··· Dataset entries ···

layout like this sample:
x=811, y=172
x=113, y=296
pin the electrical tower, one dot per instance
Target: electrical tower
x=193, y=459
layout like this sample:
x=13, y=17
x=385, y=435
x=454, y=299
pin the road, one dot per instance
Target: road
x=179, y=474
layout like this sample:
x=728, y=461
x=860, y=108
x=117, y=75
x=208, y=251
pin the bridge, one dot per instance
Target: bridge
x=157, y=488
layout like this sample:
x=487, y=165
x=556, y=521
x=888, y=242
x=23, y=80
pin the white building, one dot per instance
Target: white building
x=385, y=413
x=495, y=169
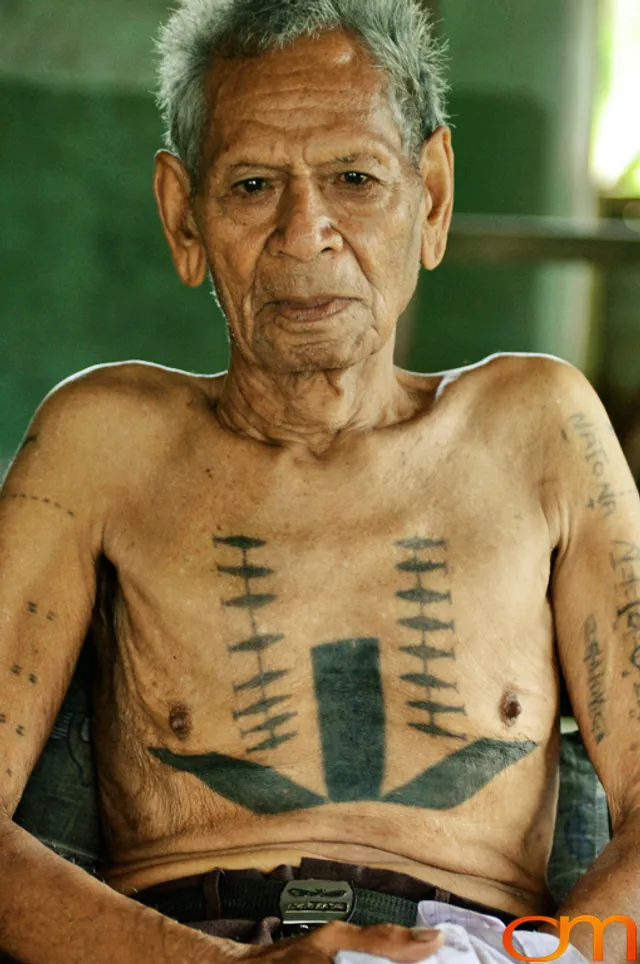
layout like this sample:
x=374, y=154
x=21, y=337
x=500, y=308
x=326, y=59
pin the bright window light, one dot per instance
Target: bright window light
x=615, y=155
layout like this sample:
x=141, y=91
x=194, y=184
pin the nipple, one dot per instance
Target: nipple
x=510, y=708
x=180, y=721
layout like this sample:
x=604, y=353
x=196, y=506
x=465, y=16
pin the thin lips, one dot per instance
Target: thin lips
x=310, y=302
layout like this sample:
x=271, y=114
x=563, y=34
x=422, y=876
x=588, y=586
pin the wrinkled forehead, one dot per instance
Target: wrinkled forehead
x=323, y=87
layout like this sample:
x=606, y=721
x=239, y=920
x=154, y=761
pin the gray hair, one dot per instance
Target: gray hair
x=397, y=33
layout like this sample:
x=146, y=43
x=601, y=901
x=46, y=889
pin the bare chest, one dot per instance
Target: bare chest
x=390, y=605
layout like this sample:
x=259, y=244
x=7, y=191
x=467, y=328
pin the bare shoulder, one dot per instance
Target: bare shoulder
x=104, y=425
x=113, y=407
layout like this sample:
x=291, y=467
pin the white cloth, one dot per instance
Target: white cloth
x=472, y=938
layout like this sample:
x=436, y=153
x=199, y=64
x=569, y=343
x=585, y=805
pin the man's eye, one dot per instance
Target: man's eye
x=357, y=178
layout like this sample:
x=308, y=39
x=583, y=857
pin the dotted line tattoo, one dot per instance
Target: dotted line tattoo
x=625, y=562
x=605, y=499
x=256, y=643
x=34, y=610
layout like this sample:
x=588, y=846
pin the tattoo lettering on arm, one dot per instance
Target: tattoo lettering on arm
x=429, y=627
x=625, y=562
x=22, y=497
x=261, y=700
x=593, y=657
x=603, y=497
x=30, y=440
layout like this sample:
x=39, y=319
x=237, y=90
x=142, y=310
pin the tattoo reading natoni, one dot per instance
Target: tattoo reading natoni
x=596, y=458
x=625, y=562
x=350, y=708
x=430, y=626
x=593, y=658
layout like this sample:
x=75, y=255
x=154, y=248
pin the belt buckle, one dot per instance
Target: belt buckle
x=310, y=903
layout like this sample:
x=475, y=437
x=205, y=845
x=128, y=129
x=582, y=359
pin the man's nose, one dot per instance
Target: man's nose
x=305, y=227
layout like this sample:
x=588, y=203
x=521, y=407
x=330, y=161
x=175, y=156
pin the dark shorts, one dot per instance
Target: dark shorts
x=200, y=901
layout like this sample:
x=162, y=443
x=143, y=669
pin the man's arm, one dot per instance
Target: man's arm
x=595, y=592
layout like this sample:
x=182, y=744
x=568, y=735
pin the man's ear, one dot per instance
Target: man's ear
x=436, y=167
x=172, y=188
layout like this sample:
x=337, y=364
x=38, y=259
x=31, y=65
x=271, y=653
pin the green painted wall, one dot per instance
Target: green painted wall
x=85, y=273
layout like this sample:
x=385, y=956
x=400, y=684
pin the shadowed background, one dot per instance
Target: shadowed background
x=85, y=272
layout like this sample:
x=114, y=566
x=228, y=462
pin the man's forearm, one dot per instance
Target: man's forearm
x=610, y=888
x=54, y=913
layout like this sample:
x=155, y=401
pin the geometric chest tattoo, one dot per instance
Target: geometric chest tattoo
x=350, y=708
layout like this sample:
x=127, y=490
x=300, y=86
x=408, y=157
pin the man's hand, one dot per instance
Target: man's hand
x=397, y=943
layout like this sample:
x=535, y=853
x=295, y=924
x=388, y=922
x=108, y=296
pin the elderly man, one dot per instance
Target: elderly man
x=330, y=597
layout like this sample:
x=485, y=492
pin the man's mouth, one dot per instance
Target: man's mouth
x=311, y=309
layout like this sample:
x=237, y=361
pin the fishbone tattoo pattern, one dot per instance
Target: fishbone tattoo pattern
x=256, y=643
x=426, y=625
x=351, y=719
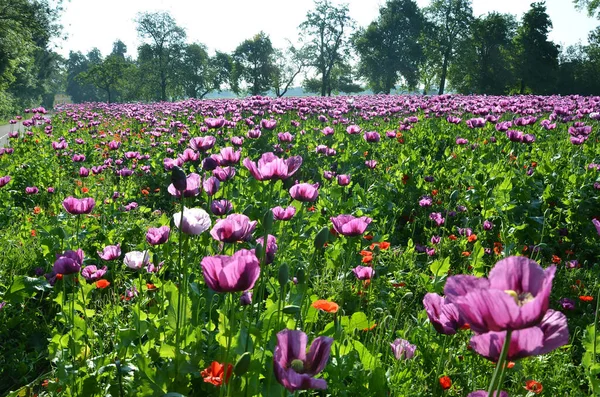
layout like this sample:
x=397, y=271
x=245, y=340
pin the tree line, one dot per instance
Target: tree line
x=437, y=49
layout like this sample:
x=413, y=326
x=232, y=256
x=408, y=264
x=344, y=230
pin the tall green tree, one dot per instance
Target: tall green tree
x=483, y=61
x=324, y=35
x=536, y=57
x=253, y=64
x=165, y=43
x=390, y=47
x=452, y=20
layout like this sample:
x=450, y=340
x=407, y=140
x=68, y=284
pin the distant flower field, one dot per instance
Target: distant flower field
x=344, y=246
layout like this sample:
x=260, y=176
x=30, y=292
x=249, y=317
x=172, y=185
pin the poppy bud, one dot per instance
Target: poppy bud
x=178, y=178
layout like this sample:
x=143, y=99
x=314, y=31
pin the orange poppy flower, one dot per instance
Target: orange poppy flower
x=445, y=382
x=216, y=373
x=533, y=386
x=102, y=283
x=326, y=306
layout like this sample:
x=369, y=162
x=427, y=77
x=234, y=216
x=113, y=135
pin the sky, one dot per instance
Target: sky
x=223, y=24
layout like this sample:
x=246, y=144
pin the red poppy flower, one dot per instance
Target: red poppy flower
x=533, y=386
x=216, y=373
x=445, y=382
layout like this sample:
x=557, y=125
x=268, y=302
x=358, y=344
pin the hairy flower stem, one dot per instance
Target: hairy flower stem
x=496, y=377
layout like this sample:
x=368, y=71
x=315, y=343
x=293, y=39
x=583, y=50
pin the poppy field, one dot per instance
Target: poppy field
x=368, y=245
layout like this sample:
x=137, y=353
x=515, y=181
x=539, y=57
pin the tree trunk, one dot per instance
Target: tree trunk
x=443, y=75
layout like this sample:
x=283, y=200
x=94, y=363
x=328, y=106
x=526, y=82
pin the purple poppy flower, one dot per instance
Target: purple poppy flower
x=371, y=136
x=551, y=333
x=343, y=180
x=363, y=272
x=110, y=252
x=69, y=262
x=192, y=187
x=203, y=143
x=567, y=304
x=353, y=129
x=234, y=228
x=211, y=185
x=236, y=273
x=195, y=221
x=305, y=192
x=4, y=180
x=437, y=218
x=136, y=259
x=272, y=167
x=349, y=225
x=229, y=156
x=158, y=235
x=92, y=273
x=76, y=206
x=515, y=295
x=443, y=315
x=403, y=349
x=221, y=207
x=295, y=368
x=371, y=164
x=283, y=214
x=271, y=247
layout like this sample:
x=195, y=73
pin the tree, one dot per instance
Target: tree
x=592, y=6
x=451, y=19
x=163, y=51
x=483, y=63
x=324, y=35
x=253, y=64
x=390, y=47
x=536, y=57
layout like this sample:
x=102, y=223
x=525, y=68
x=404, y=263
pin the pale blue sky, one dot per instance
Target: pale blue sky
x=223, y=24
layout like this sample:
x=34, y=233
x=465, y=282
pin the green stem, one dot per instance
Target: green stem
x=496, y=376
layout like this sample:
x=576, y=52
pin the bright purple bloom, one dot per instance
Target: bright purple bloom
x=221, y=207
x=195, y=221
x=76, y=206
x=294, y=367
x=234, y=228
x=283, y=214
x=192, y=187
x=235, y=273
x=69, y=262
x=343, y=180
x=136, y=259
x=92, y=273
x=363, y=272
x=443, y=315
x=211, y=185
x=349, y=225
x=515, y=295
x=271, y=247
x=305, y=192
x=110, y=252
x=4, y=180
x=203, y=143
x=272, y=167
x=403, y=349
x=158, y=235
x=542, y=338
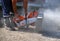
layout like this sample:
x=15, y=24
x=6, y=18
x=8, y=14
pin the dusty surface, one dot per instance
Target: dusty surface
x=7, y=35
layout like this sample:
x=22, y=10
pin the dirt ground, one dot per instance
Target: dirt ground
x=7, y=35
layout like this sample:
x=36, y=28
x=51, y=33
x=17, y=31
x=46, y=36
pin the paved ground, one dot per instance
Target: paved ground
x=6, y=35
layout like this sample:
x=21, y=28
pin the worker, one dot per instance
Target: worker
x=6, y=9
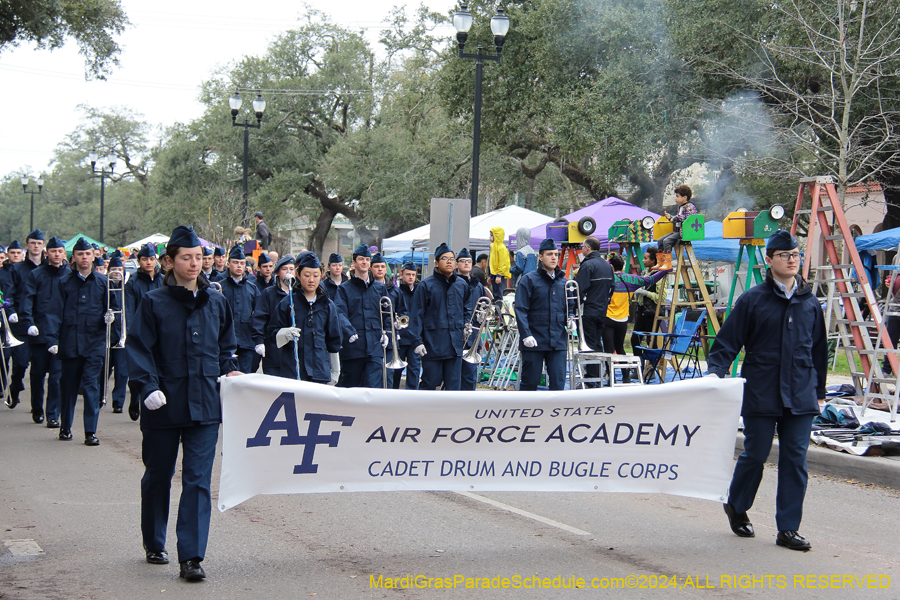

···

• [Task to complete]: Format the entries as a JSON list of strings with one string per line and no blank lines, beginning at the start of the entries and stopping after the line that contains "x=472, y=938". Leave the pictures out.

• [Task output]:
[
  "layout like this sample:",
  "x=811, y=172",
  "x=113, y=296",
  "pin the electrical tower, one dot per instance",
  "Target: electrical tower",
  "x=193, y=459",
  "layout like this sample:",
  "x=13, y=17",
  "x=385, y=435",
  "x=454, y=299",
  "pin the road, one dot per instance",
  "Target: road",
  "x=179, y=474",
  "layout like this sample:",
  "x=728, y=461",
  "x=860, y=108",
  "x=117, y=75",
  "x=208, y=251",
  "pin the bridge, one dot per instance",
  "Target: bridge",
  "x=157, y=488",
  "layout like this sample:",
  "x=487, y=165",
  "x=556, y=521",
  "x=888, y=242",
  "x=23, y=80",
  "pin the white building, one dot per instance",
  "Target: white building",
  "x=385, y=413",
  "x=495, y=169",
  "layout like this sample:",
  "x=374, y=154",
  "x=21, y=337",
  "x=500, y=308",
  "x=326, y=59",
  "pin the bright window light, one dot per instance",
  "Target: bright window light",
  "x=615, y=155",
  "layout like this sample:",
  "x=141, y=91",
  "x=194, y=184",
  "pin the nipple, one dot per instance",
  "Target: nipple",
  "x=510, y=708",
  "x=180, y=721",
  "layout like this sample:",
  "x=604, y=353",
  "x=196, y=506",
  "x=465, y=16",
  "pin the thin lips, one dot per instance",
  "Target: thin lips",
  "x=310, y=302",
  "layout like this sample:",
  "x=271, y=114",
  "x=563, y=34",
  "x=422, y=876",
  "x=588, y=586",
  "pin the wrinkled forehead, one dot per instance",
  "Target: wrinkled forehead",
  "x=323, y=87",
  "layout like this sample:",
  "x=606, y=721",
  "x=239, y=920",
  "x=154, y=761",
  "pin the gray hair, one dot per instance",
  "Target: gray hair",
  "x=397, y=33",
  "layout like this sample:",
  "x=146, y=43",
  "x=601, y=901",
  "x=46, y=889",
  "pin the bare chest, one dot per instance",
  "Target: bare chest",
  "x=390, y=605",
  "layout like this sample:",
  "x=259, y=244",
  "x=7, y=191",
  "x=467, y=328",
  "pin the bare shoulder, one dot per instance",
  "Target: bare shoulder",
  "x=104, y=425",
  "x=113, y=407",
  "layout like this sample:",
  "x=291, y=467",
  "pin the white cloth, one dot per instance",
  "Target: white cloth",
  "x=472, y=938"
]